Parks and Recreation Departments Become Social

Finding a staff dedicated to marketing parks and recreation departments is as common as finding a miniature horse with a college degree. Parks and Recreation features the quirky and passionate Leslie Knope. Parks and recreation professionals carry the passion of Leslie Knope while serving local communities on a daily basis. Digital marketing is here to stay, and local governments are learning to embrace social media.

Small budgets and limited resources are common setbacks to implementing social media strategies in local government. Parks and recreation departments enjoy ample inspiration for social media content through beautiful parks and opportunities for residents of all ages. Small teams can be developed, trained, and equipped to create a social media presence.

Develop a Team

Parks and recreation departments without marketing teams rely on various staff members to fulfill the need of social media content production. Identify staff with a knowledge of local government policies and develop a social media strategy. Propose the strategy to the rest of the department and establish rapport with the rest of the team. Bring all divisions of the department into the strategy and help each staff member understand the significance of social media. After trust has been earned from the rest of the department, obtain approval from city management to launch a social media presence. Select one individual to be the head of the team and attempt to keep the team as small as possible.

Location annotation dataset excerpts
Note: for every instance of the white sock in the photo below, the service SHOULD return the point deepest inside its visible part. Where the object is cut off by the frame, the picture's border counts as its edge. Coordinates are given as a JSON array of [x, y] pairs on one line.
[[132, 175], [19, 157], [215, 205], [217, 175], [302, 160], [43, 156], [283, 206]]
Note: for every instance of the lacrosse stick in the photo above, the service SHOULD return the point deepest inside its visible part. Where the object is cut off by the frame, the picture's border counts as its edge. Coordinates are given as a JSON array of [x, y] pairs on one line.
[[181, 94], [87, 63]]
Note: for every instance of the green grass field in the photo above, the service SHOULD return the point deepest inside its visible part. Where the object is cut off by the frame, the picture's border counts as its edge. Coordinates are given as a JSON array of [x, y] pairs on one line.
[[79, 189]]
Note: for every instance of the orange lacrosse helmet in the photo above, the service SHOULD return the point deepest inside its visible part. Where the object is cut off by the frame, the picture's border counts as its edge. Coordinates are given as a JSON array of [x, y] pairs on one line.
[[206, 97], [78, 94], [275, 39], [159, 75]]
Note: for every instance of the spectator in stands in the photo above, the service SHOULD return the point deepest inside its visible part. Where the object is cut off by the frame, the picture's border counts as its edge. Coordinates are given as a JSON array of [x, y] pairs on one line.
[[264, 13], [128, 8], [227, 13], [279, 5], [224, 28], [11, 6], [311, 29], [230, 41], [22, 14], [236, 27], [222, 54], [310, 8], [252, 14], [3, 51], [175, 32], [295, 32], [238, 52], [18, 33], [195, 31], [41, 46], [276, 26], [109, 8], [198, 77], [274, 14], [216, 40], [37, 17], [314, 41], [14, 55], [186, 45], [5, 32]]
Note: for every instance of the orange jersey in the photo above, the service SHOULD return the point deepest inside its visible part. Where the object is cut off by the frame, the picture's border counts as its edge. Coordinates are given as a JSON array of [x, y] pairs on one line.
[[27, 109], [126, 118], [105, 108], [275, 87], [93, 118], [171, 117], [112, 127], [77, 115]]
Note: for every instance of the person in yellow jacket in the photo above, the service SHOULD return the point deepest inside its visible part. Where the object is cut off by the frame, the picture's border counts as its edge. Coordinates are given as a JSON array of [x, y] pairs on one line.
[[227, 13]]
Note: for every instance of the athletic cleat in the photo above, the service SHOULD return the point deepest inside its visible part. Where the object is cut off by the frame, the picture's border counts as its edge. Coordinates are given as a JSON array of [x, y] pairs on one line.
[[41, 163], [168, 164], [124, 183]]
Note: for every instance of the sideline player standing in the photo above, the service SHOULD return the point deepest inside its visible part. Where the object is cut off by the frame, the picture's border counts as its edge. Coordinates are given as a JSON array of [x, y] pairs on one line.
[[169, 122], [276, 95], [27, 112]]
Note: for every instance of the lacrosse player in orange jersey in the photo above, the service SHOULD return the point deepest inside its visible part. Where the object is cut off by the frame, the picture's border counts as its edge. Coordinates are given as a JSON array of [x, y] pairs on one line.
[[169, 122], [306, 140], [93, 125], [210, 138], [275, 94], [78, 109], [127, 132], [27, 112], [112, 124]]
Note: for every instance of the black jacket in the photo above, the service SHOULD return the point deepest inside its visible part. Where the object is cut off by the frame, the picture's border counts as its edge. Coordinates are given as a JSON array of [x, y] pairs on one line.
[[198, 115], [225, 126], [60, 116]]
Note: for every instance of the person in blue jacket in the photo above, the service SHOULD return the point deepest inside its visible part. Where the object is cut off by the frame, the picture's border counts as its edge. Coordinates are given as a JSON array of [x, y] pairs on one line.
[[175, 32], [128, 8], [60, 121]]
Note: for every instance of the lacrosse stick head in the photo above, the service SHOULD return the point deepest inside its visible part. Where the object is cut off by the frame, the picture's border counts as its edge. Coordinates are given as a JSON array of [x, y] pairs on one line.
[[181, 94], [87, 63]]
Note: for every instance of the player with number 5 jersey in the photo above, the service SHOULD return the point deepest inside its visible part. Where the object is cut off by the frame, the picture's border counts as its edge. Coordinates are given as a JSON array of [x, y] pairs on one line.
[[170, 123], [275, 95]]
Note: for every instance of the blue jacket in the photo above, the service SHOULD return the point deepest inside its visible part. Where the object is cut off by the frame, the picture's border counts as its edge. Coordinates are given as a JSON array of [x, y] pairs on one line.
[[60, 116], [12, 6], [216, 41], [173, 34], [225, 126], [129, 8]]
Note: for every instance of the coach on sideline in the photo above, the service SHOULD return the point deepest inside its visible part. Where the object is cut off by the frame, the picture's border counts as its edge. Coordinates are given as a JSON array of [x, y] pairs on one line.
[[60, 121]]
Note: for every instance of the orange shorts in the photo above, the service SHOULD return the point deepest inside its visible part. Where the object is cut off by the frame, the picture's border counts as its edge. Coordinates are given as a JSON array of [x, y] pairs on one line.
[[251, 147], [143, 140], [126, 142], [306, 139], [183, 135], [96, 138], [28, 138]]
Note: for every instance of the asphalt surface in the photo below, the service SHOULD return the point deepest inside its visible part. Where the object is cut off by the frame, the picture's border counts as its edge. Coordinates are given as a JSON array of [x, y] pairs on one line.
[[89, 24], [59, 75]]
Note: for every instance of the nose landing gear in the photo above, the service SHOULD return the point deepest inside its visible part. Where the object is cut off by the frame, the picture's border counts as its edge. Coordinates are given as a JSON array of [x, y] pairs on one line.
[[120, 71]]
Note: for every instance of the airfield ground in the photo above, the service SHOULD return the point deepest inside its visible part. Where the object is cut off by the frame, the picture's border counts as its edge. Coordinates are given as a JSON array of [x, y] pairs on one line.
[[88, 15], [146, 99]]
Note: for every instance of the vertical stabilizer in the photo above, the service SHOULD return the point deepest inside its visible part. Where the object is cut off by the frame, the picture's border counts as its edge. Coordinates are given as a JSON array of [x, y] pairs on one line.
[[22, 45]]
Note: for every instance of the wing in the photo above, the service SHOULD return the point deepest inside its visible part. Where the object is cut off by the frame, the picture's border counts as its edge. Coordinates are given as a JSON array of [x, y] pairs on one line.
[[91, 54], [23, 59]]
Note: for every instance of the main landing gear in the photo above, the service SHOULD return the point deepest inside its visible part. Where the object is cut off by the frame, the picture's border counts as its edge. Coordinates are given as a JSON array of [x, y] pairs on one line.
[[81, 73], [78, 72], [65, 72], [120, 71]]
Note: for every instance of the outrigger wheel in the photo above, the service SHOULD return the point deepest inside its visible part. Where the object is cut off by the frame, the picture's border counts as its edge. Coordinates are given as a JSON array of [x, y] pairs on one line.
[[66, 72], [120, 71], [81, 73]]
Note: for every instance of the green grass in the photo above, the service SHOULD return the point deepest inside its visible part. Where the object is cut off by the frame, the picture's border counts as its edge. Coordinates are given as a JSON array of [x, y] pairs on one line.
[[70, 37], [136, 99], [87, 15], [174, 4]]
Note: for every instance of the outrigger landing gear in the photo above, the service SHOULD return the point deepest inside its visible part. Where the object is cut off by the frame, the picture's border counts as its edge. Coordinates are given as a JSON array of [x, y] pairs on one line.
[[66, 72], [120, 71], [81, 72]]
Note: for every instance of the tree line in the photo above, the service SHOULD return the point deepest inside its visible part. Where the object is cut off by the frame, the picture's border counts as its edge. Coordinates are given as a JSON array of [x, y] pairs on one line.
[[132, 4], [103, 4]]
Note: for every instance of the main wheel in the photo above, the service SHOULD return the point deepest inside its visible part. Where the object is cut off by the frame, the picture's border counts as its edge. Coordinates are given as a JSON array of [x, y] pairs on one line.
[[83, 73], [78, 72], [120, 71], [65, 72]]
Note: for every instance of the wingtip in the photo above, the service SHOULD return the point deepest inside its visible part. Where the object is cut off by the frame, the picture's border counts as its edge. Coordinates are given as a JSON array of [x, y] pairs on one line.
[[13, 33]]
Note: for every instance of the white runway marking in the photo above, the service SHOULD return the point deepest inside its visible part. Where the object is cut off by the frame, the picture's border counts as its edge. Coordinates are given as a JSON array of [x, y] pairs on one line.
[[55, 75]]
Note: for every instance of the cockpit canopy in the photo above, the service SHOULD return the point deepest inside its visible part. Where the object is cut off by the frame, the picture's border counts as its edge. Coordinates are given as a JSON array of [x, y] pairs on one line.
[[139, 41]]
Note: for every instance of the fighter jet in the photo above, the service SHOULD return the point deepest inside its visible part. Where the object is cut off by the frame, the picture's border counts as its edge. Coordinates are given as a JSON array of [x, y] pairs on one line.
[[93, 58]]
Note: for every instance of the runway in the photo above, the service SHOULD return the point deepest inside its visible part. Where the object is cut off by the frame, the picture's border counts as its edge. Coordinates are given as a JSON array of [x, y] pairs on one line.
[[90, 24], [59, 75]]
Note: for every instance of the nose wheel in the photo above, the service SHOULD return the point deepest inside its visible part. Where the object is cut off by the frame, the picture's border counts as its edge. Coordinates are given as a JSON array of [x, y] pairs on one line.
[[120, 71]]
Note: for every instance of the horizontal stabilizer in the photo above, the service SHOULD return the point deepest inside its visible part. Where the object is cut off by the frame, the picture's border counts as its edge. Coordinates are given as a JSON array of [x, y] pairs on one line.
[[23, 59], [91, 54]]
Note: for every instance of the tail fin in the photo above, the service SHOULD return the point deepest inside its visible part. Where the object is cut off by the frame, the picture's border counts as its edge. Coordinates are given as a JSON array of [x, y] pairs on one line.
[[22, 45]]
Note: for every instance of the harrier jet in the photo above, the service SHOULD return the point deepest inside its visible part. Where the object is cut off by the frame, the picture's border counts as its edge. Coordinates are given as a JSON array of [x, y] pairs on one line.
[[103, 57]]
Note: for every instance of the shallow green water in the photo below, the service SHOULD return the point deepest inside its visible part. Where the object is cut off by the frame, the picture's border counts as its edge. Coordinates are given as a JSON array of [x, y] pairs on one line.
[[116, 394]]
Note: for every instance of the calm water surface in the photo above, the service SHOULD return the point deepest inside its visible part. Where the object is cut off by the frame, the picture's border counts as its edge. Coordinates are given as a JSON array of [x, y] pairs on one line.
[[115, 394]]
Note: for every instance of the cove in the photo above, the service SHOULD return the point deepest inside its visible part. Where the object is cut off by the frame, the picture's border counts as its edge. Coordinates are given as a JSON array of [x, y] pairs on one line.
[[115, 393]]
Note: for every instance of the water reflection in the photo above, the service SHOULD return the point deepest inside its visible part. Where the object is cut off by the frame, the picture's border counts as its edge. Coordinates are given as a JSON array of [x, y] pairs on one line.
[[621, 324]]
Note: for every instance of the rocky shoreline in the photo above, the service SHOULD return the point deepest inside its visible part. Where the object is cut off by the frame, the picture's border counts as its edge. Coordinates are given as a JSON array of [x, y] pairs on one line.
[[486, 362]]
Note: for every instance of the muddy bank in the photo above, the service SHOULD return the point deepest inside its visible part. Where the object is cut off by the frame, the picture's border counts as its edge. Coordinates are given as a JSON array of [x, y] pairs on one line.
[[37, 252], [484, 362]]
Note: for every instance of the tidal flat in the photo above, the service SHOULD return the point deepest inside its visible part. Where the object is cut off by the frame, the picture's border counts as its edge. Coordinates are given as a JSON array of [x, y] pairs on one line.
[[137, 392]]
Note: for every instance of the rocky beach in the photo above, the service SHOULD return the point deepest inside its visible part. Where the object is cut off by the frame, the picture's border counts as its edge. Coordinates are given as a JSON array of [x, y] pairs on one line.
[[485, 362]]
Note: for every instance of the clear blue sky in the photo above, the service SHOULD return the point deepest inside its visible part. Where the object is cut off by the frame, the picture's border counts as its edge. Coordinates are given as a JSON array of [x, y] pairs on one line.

Brief
Extract the full article on parks and recreation departments and social media, reproducing every word and line as it appears. The material plays no part in the work here.

Full response
Parks and Recreation Departments Become Social

Finding a staff dedicated to marketing parks and recreation departments is as common as finding a miniature horse with a college degree. Parks and Recreation features the quirky and passionate Leslie Knope. Parks and recreation professionals carry the passion of Leslie Knope while serving local communities on a daily basis. Digital marketing is here to stay, and local governments are learning to embrace social media.

Small budgets and limited resources are common setbacks to implementing social media strategies in local government. Parks and recreation departments enjoy ample inspiration for social media content through beautiful parks and opportunities for residents of all ages. Small teams can be developed, trained, and equipped to create a social media presence.

Develop a Team

Parks and recreation departments without marketing teams rely on various staff members to fulfill the need of social media content production. Identify staff with a knowledge of local government policies and develop a social media strategy. Propose the strategy to the rest of the department and establish rapport with the rest of the team. Bring all divisions of the department into the strategy and help each staff member understand the significance of social media. After trust has been earned from the rest of the department, obtain approval from city management to launch a social media presence. Select one individual to be the head of the team and attempt to keep the team as small as possible.